:: RECORDED INFORMATION ::
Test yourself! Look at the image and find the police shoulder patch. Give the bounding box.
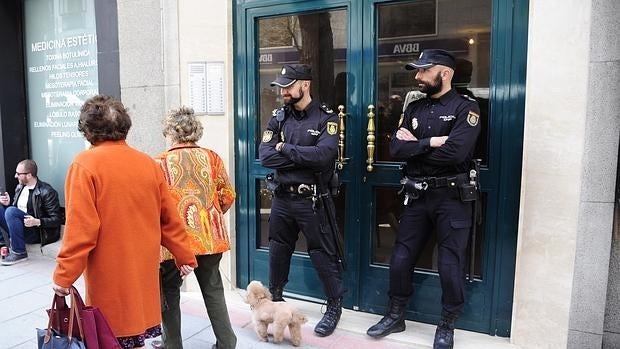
[467,110,480,126]
[321,103,334,114]
[461,95,476,102]
[327,121,338,136]
[263,130,273,143]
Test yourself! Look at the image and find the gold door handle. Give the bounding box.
[366,104,375,172]
[336,104,349,171]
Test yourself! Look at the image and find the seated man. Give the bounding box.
[0,159,64,265]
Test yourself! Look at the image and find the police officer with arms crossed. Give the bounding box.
[367,49,480,349]
[258,64,345,336]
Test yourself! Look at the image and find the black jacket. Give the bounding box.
[12,180,65,246]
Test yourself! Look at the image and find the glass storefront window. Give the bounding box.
[256,10,347,158]
[376,0,491,163]
[24,0,99,204]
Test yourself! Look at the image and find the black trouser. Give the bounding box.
[160,253,237,349]
[269,192,345,298]
[389,188,472,314]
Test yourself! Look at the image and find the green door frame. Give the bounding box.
[233,0,528,336]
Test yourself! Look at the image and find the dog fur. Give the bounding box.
[245,280,308,347]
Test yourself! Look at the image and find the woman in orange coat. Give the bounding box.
[53,96,197,348]
[155,107,237,349]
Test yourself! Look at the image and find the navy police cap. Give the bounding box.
[405,48,456,70]
[271,64,312,87]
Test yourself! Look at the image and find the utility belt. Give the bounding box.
[276,183,317,198]
[399,173,478,205]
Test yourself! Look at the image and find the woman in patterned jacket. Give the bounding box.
[155,107,237,349]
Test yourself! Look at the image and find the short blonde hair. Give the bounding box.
[162,106,203,143]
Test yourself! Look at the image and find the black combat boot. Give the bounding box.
:::
◆ GIVEN EXERCISE: Put each line of the records into a Markdown table with the columns Row and Line, numbering the rows and skipping blank lines. Begin at the line that contains "Test yourself! Look at the image and find the black trouser." and stop after the line that contains "[245,280,308,347]".

◆ RESULT OF THE TASK:
| Row | Line |
|---|---|
| 1 | Test yourself! Look at the image and find the black trouser. Give the bounding box. |
| 2 | [160,253,237,349] |
| 3 | [269,192,345,298] |
| 4 | [389,188,472,314] |
| 5 | Test yourself! Look at the image and find the green door frame. Give the bounding box. |
| 6 | [233,0,528,336] |
| 7 | Test yourself! Look at the image and find the dog fur. Give the bounding box. |
| 8 | [245,280,308,347] |